[SOURCE PASSAGE]:
Get every single one of those things SPOT ON and you will STILL hit a point where your energy plummets. You will grow tired and weary.
What happens? For me I tend to find one of two things happens. Either I get really sluggish and feel I need to stop. I cannot keep going. Or, I start giving significantly less time to things and finish things quickly but make a lot more mistakes.
Your energy is limited. Ignore this at your peril.
God is ‘Omni’
We could devote a whole post here. Traditional understandings of God will consider Him to be ‘omni’. Omnipresent – everywhere all at once. Omniscient – All knowing. Omnipotent – All powerful.
I am not any of those things. Yet sometimes, when I consider the expectations I have of myself, it kind of looks like I think I should be. Not in the sense of ‘deserving the power’ but in the sense that if I cannot operate at that kind of level, I have somehow failed.
If there is some material fact that I did not know, could not know, ahead of time, I berate myself for not being aware of it. If I find myself torn between two responsibilities that geographically I cannot fulfil at the same time, I am discontent with my ‘failure’ in this.
But these are extreme examples. Life has become incredibly complicated and we live in a world where vast quantities of information are being presented to us moment by moment. We often expect to have a means to track it all and never make mistakes or miss anything. It is not possible. You are limited. Productivity 101: You are not God
Limits mean you cannot do it all
There is one conclusion to draw from all of this and two applications. You are not God, you are limited. That means one thing as much as it means anything else. You cannot do it all. Let me break this down further:
- There will be hopes and ambitions that you have in life that you will never accomplish
- There will expectations that people have of you, demands people place on you that you will never be able to meet.
- There will be expectations that you have of yourself, that you will never be able to meet.
- You will make mistakes, often.
- There will be important things, significant things, things that matter to you, that you will fail to accomplish or be present for.
- I could go on….
So, I said two applications but I am going to sneak in a third right at the close. And believe me you will need it.
The first application is simple. You have to accept it. Accept the reality that you are limited, that you cannot do it and that you definitely cannot ‘have’ it all. If you are not yet able to accept this, then there is little point in reading further.
The second application is obvious – you have to choose. Since we are limited, since we cannot do it all, we have to choose. Choice involves evaluation. We all know that we have to cull the useless faff from our lives in order to protect time for the things that are truly important. We know this but we don’t really do it. If we did, then social media would die out tomorrow. Well, some types would anyway. Where it gets really tough is when you start to realise that you won’t even be able to give time and focus to all of the things that are actually important. You will have to choose and you will therefore need to lay aside something that actually does matter in order to guard the things that matter even more. Those are the hardest choices.

[WHAT THE EXERCISE ASKS]:
Reproduce everything in the productivity passage from "The second application" down to "the hardest choices.", substituting "clutter" for "faff".

[RECORDS PROVIDED]:
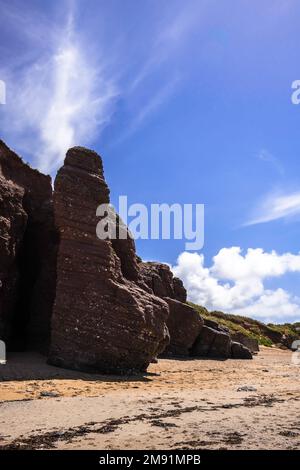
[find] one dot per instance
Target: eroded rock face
(184, 325)
(250, 343)
(27, 253)
(160, 280)
(238, 351)
(102, 321)
(13, 220)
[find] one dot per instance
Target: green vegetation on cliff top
(266, 334)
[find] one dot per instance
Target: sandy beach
(178, 404)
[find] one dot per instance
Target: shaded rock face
(184, 325)
(102, 321)
(27, 253)
(250, 343)
(215, 343)
(112, 312)
(190, 334)
(238, 351)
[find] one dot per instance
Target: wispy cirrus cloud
(275, 207)
(266, 156)
(61, 90)
(60, 99)
(235, 282)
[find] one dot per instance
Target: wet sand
(178, 404)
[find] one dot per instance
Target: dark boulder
(27, 253)
(184, 325)
(204, 342)
(238, 351)
(250, 343)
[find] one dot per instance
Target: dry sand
(179, 404)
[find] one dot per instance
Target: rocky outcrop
(106, 310)
(238, 351)
(190, 334)
(27, 253)
(184, 325)
(160, 280)
(102, 321)
(250, 343)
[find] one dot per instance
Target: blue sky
(187, 102)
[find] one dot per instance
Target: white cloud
(275, 207)
(234, 283)
(268, 157)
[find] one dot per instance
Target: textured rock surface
(212, 343)
(101, 320)
(13, 220)
(250, 343)
(238, 351)
(184, 325)
(27, 252)
(204, 342)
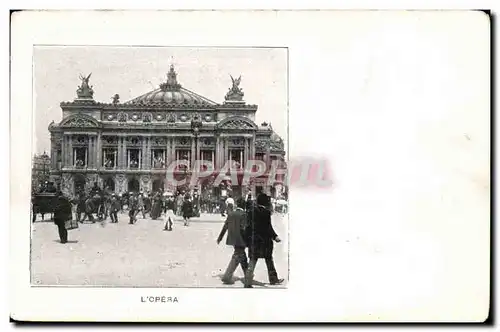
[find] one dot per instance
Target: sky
(133, 71)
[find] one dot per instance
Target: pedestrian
(259, 236)
(115, 206)
(147, 205)
(187, 209)
(62, 213)
(229, 201)
(169, 215)
(157, 205)
(235, 226)
(133, 205)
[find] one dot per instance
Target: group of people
(248, 226)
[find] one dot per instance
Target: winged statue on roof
(85, 90)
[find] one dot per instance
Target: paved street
(143, 255)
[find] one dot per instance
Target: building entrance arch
(79, 183)
(109, 184)
(133, 185)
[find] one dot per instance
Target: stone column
(193, 152)
(245, 152)
(124, 154)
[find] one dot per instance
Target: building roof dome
(171, 92)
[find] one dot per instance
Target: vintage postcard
(250, 166)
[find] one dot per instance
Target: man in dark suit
(62, 212)
(260, 235)
(235, 225)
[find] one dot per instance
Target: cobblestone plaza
(143, 255)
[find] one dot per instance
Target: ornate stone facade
(128, 144)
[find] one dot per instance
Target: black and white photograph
(157, 167)
(250, 166)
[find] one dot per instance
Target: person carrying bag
(63, 217)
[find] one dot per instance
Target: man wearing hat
(62, 213)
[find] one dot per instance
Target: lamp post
(196, 125)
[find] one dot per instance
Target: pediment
(237, 122)
(79, 121)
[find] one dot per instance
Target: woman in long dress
(157, 205)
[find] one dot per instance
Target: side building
(40, 172)
(129, 146)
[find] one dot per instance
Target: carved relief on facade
(122, 117)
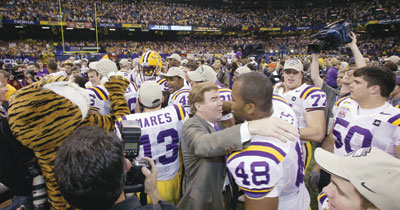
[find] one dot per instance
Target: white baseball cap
(124, 62)
(150, 94)
(104, 66)
(294, 64)
(242, 70)
(184, 61)
(174, 72)
(175, 56)
(394, 58)
(374, 173)
(203, 73)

[RESULT]:
The second application is obvious – you have to choose. Since we are limited, since we cannot do it all, we have to choose. Choice involves evaluation. We all know that we have to cull the useless clutter from our lives in order to protect time for the things that are truly important. We know this but we don’t really do it. If we did, then social media would die out tomorrow. Well, some types would anyway. Where it gets really tough is when you start to realise that you won’t even be able to give time and focus to all of the things that are actually important. You will have to choose and you will therefore need to lay aside something that actually does matter in order to guard the things that matter even more. Those are the hardest choices.